Rewrite the stretch from the line containing "the bridge silhouette" through the line containing "<point>19,200</point>", putting "outline" wherever "silhouette" appears and keeping every other part the same.

(Recorded data)
========

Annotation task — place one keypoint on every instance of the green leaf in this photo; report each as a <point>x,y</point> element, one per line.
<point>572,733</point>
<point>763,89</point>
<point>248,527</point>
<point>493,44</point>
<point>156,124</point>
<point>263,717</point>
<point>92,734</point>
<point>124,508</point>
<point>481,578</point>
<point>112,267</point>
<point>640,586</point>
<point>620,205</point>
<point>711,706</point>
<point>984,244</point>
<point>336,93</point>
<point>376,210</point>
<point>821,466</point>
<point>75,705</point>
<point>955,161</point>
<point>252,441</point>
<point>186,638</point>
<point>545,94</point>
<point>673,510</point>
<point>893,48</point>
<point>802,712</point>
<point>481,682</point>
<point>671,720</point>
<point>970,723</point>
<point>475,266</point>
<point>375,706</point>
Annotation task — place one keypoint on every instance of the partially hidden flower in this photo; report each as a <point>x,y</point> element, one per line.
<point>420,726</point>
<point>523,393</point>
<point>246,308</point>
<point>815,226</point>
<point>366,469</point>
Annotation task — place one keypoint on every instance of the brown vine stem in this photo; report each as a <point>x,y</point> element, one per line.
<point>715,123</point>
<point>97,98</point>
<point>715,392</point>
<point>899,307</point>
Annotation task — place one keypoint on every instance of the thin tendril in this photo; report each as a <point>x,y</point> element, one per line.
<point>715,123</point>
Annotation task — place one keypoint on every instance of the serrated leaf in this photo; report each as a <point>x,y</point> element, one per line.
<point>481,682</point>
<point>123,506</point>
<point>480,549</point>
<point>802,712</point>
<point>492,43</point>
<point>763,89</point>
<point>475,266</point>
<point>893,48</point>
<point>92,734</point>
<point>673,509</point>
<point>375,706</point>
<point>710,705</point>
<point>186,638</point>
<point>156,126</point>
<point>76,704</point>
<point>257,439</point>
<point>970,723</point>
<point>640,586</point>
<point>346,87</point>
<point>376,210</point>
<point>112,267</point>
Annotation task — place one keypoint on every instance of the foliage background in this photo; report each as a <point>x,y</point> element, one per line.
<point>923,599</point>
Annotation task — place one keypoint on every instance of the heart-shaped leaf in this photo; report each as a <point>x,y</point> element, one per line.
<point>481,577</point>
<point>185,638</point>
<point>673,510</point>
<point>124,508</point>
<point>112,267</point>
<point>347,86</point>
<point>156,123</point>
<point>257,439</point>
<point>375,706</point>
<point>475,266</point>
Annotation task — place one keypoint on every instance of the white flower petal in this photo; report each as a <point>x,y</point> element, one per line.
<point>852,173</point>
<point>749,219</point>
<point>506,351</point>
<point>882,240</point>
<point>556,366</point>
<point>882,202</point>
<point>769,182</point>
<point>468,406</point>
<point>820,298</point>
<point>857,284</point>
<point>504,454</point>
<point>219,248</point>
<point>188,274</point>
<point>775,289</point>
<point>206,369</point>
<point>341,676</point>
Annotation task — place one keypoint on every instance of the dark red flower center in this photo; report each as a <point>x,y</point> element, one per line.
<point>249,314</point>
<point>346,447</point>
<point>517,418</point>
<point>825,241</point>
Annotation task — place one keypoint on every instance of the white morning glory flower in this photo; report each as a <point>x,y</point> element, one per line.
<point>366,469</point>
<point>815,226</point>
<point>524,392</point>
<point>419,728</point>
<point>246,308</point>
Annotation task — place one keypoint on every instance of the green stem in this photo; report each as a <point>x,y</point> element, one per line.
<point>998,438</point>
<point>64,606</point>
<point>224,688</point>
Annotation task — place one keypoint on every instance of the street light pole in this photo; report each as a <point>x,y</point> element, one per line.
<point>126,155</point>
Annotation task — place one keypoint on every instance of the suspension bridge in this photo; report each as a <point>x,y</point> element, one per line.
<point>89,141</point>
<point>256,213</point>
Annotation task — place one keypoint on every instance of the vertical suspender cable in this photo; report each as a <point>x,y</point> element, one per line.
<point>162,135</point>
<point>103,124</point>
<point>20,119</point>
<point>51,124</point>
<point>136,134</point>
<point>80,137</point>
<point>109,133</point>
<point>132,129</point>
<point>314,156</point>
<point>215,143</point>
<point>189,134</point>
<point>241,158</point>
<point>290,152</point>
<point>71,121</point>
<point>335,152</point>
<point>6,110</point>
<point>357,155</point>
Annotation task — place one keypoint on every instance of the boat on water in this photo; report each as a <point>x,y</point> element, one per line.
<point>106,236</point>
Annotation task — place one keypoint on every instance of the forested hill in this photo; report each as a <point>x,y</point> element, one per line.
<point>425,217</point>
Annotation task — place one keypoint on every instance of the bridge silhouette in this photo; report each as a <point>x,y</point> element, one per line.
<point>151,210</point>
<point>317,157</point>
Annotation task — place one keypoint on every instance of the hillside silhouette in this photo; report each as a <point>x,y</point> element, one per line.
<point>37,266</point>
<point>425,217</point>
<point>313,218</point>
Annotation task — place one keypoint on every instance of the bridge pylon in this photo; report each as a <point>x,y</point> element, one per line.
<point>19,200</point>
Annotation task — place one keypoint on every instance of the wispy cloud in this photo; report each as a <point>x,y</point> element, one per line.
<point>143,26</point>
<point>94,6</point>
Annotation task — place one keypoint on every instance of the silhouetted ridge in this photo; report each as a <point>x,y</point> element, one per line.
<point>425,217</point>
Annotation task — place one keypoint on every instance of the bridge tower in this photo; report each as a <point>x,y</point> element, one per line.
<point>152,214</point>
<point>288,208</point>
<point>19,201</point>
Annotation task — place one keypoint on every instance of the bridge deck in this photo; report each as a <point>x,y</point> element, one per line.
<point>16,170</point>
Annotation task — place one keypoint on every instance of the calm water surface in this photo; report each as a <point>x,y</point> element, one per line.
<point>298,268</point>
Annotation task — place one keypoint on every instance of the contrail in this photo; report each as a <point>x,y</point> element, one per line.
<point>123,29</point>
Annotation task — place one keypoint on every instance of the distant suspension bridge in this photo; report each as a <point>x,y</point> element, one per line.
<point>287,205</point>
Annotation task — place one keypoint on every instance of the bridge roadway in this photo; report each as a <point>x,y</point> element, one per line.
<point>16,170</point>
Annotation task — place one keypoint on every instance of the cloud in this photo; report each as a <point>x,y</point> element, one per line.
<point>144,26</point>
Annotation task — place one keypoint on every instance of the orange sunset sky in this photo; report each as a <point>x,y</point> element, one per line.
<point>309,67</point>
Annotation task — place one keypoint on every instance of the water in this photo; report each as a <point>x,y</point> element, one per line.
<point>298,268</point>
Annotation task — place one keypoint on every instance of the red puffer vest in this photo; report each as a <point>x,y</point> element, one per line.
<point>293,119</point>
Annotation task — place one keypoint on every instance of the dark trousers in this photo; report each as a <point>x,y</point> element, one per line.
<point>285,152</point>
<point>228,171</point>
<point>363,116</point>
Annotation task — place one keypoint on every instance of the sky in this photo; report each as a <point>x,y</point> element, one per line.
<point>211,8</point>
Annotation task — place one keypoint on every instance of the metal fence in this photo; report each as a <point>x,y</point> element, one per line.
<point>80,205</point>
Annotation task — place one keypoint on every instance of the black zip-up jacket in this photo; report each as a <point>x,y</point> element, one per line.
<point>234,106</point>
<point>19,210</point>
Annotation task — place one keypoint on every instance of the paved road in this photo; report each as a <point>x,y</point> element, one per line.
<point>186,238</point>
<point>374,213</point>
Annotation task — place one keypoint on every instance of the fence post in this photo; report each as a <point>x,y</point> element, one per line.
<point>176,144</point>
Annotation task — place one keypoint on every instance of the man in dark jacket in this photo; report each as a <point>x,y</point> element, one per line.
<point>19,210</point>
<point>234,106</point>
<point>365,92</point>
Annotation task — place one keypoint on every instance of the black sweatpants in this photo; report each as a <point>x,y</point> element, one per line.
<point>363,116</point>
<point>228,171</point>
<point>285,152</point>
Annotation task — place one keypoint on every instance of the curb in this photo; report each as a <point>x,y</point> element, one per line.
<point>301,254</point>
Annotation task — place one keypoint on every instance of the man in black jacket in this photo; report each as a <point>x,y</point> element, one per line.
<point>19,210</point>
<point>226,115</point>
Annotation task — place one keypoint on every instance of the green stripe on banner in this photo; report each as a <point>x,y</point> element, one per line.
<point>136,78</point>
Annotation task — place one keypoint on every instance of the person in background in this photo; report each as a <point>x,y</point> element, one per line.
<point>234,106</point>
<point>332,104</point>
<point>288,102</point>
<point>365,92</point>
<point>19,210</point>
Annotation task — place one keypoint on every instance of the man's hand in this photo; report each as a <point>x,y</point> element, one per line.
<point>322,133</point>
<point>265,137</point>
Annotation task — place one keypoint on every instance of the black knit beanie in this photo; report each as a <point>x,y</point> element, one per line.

========

* [Written answer]
Annotation task — place one keypoint on every instance of the bridge outline in this photo; report each as a <point>x,y</point> element, one per line.
<point>151,210</point>
<point>317,157</point>
Annotation task — place one keypoint on every instance of the hillside outline in this photo; report each as a <point>x,y</point> element, one per line.
<point>37,266</point>
<point>425,217</point>
<point>313,218</point>
Annotation task — place one keypoint on every instance of the bridge pylon in this photo; report each as a <point>x,y</point> element, one per line.
<point>19,200</point>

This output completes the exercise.